→ **What the exercise asks**:
Copy the material below word for word, beginning at the line that contains "trace: white curved facade" and stopping after the line that contains "Now the white".

[Records excerpted from a collection]

=-=-=

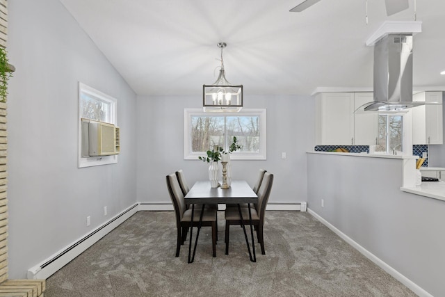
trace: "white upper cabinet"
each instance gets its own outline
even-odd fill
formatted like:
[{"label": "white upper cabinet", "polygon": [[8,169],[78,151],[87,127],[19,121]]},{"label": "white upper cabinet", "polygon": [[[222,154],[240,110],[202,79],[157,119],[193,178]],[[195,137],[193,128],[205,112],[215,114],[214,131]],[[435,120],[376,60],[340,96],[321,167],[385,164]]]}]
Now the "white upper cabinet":
[{"label": "white upper cabinet", "polygon": [[316,145],[375,144],[375,113],[354,113],[373,101],[372,93],[323,93],[316,97]]},{"label": "white upper cabinet", "polygon": [[439,145],[444,143],[442,92],[414,94],[413,101],[439,102],[412,109],[412,144]]},{"label": "white upper cabinet", "polygon": [[354,138],[354,93],[323,93],[316,97],[316,145],[351,145]]},{"label": "white upper cabinet", "polygon": [[[373,93],[354,93],[354,110],[374,101]],[[354,145],[377,144],[378,115],[377,113],[362,112],[354,114]]]}]

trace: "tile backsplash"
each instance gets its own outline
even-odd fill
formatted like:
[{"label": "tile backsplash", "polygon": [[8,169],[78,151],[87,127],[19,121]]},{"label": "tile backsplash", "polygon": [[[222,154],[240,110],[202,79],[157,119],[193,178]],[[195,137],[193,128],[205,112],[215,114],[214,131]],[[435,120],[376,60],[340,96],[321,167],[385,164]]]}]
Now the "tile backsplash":
[{"label": "tile backsplash", "polygon": [[[361,153],[363,152],[369,152],[369,145],[316,145],[314,150],[316,152],[332,152],[339,147],[344,147],[349,152]],[[422,156],[423,153],[426,152],[428,155],[428,146],[427,145],[414,145],[412,146],[412,154],[414,156]],[[428,167],[428,159],[426,158],[422,167]]]},{"label": "tile backsplash", "polygon": [[314,150],[316,152],[332,152],[339,147],[344,147],[349,152],[359,154],[362,152],[368,152],[369,151],[369,145],[316,145]]},{"label": "tile backsplash", "polygon": [[[422,154],[426,152],[428,156],[428,146],[427,145],[412,145],[412,155],[413,156],[419,156],[419,157],[422,157]],[[422,167],[428,167],[428,158],[425,159],[425,161],[422,164]]]}]

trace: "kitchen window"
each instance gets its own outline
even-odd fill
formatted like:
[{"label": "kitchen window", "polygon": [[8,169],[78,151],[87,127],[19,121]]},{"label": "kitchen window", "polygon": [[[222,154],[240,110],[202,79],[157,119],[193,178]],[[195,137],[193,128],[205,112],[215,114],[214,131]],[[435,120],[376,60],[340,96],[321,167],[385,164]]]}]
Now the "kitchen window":
[{"label": "kitchen window", "polygon": [[376,152],[403,152],[403,115],[378,115],[378,144]]},{"label": "kitchen window", "polygon": [[266,109],[236,114],[184,109],[184,159],[197,159],[214,145],[228,151],[234,136],[242,148],[232,153],[232,159],[265,160]]}]

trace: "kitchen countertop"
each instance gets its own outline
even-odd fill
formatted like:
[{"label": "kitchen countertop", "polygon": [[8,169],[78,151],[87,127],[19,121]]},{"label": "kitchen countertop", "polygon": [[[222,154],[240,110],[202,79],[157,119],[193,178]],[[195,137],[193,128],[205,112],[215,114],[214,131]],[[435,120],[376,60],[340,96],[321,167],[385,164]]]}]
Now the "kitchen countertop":
[{"label": "kitchen countertop", "polygon": [[418,156],[412,156],[406,154],[366,154],[366,153],[355,153],[355,152],[307,152],[308,154],[334,154],[337,156],[364,156],[368,158],[386,158],[386,159],[419,159]]},{"label": "kitchen countertop", "polygon": [[445,201],[445,182],[422,182],[420,186],[401,187],[404,192]]},{"label": "kitchen countertop", "polygon": [[445,171],[444,167],[421,167],[421,171]]},{"label": "kitchen countertop", "polygon": [[[350,152],[307,152],[309,154],[332,154],[336,156],[345,156],[350,157],[368,157],[368,158],[386,158],[402,159],[403,161],[403,186],[400,188],[403,192],[419,195],[429,198],[437,199],[445,201],[445,182],[422,182],[418,186],[410,186],[415,183],[415,160],[419,159],[418,156],[412,155],[394,155],[381,154],[357,154]],[[434,168],[434,169],[433,169]],[[442,169],[438,167],[423,167],[421,170],[437,170]],[[443,168],[445,169],[445,168]]]}]

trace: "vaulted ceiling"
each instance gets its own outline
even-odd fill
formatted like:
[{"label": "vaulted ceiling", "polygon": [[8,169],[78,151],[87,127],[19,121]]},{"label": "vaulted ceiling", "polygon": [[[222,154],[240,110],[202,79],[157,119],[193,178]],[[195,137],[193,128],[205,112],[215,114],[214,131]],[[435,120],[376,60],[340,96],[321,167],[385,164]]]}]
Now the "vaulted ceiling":
[{"label": "vaulted ceiling", "polygon": [[[138,95],[197,95],[217,78],[245,95],[311,94],[316,88],[373,86],[373,48],[385,21],[412,21],[410,8],[387,16],[383,0],[60,0]],[[444,89],[445,1],[417,1],[414,87]]]}]

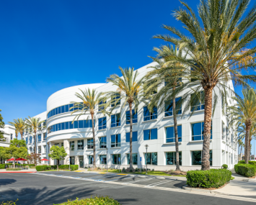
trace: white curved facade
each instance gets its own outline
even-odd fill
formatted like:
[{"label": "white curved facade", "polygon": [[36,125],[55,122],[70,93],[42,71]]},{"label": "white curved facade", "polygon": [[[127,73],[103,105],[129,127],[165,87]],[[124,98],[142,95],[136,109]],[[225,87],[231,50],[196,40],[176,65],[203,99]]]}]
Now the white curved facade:
[{"label": "white curved facade", "polygon": [[[154,65],[154,63],[152,63],[138,69],[138,78],[142,77],[150,70],[147,68]],[[229,83],[230,87],[234,89],[232,83]],[[93,151],[90,146],[92,132],[89,122],[87,121],[87,117],[89,117],[89,119],[90,116],[89,114],[81,116],[79,119],[80,122],[77,122],[77,127],[74,127],[76,125],[69,124],[75,116],[71,115],[69,104],[71,101],[80,101],[75,96],[75,93],[79,92],[79,88],[84,90],[86,88],[95,88],[99,92],[115,91],[117,88],[109,83],[95,83],[73,86],[52,94],[47,101],[47,111],[39,115],[42,119],[47,119],[48,132],[50,130],[47,134],[46,140],[41,140],[41,142],[37,143],[39,146],[46,147],[45,152],[41,152],[42,158],[48,158],[47,153],[50,147],[58,145],[64,146],[68,153],[65,160],[61,162],[61,164],[69,164],[71,160],[71,163],[83,167],[92,165]],[[180,96],[182,96],[182,94]],[[229,105],[234,103],[232,100],[228,101]],[[144,106],[145,104],[143,102],[138,106],[136,120],[134,119],[136,122],[133,123],[133,131],[137,133],[137,135],[134,134],[135,141],[133,142],[133,159],[134,161],[137,161],[134,167],[143,166],[145,168],[145,153],[146,152],[145,145],[147,144],[149,145],[147,150],[148,168],[164,170],[175,169],[175,142],[169,142],[172,140],[170,137],[172,134],[169,133],[171,133],[170,130],[172,130],[173,117],[167,116],[167,114],[164,109],[162,112],[157,113],[157,117],[156,115],[153,117],[149,114],[149,119],[152,118],[153,119],[145,121],[145,119],[148,119],[148,118],[146,117],[146,114],[144,111]],[[99,120],[105,116],[100,111],[96,112],[95,160],[97,165],[101,166],[102,162],[107,161],[109,167],[128,166],[129,142],[126,142],[125,137],[126,133],[130,130],[130,126],[127,124],[126,122],[126,111],[128,110],[128,107],[126,104],[122,110],[119,106],[113,111],[113,115],[120,113],[120,124],[118,126],[115,126],[117,124],[113,123],[113,119],[111,119],[112,117],[105,116],[106,127],[99,124]],[[181,109],[181,111],[183,111],[183,108]],[[170,114],[169,114],[169,115]],[[200,151],[203,148],[203,140],[195,140],[195,139],[198,140],[201,137],[193,135],[198,131],[200,126],[202,126],[203,115],[203,109],[195,111],[190,118],[188,118],[189,113],[182,118],[180,114],[178,115],[177,123],[180,126],[178,132],[180,132],[179,135],[181,137],[179,149],[181,152],[182,170],[187,170],[200,169],[200,168],[198,163],[200,163]],[[118,118],[118,117],[116,117]],[[147,116],[147,117],[149,117]],[[220,168],[222,164],[226,163],[229,165],[230,168],[232,168],[234,164],[237,162],[237,144],[234,142],[235,140],[234,129],[226,129],[226,131],[229,130],[230,133],[226,135],[226,128],[225,130],[222,128],[226,127],[225,126],[228,127],[228,122],[229,119],[222,115],[221,102],[219,101],[213,117],[212,140],[210,145],[210,150],[212,152],[212,168]],[[100,129],[100,128],[102,129]],[[45,132],[46,129],[42,132],[42,134]],[[26,135],[25,137],[29,137]],[[147,137],[152,137],[153,140],[149,140]],[[105,142],[105,140],[106,141]],[[32,143],[28,145],[29,149],[31,146],[32,146]],[[53,164],[56,162],[50,160],[50,163]]]}]

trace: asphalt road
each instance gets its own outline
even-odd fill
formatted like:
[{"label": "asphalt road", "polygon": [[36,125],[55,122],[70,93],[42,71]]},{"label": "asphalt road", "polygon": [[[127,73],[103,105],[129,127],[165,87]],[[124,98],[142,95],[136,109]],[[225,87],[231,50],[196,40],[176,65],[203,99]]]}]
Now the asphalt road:
[{"label": "asphalt road", "polygon": [[255,204],[184,192],[181,189],[184,181],[74,172],[45,173],[48,176],[0,173],[0,201],[19,199],[17,204],[53,204],[98,195],[111,196],[121,204]]}]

=-=-=

→ **Correct result**:
trace: white curved facade
each instance gets its own outline
even-odd fill
formatted like:
[{"label": "white curved facade", "polygon": [[36,125],[55,122],[70,93],[42,71]]},{"label": "white curved facade", "polygon": [[[127,73],[103,105],[129,127],[165,87]],[[124,98],[142,95],[136,109]],[[225,87],[231,50],[196,40],[176,65],[203,99]]]}]
Now the white curved facade:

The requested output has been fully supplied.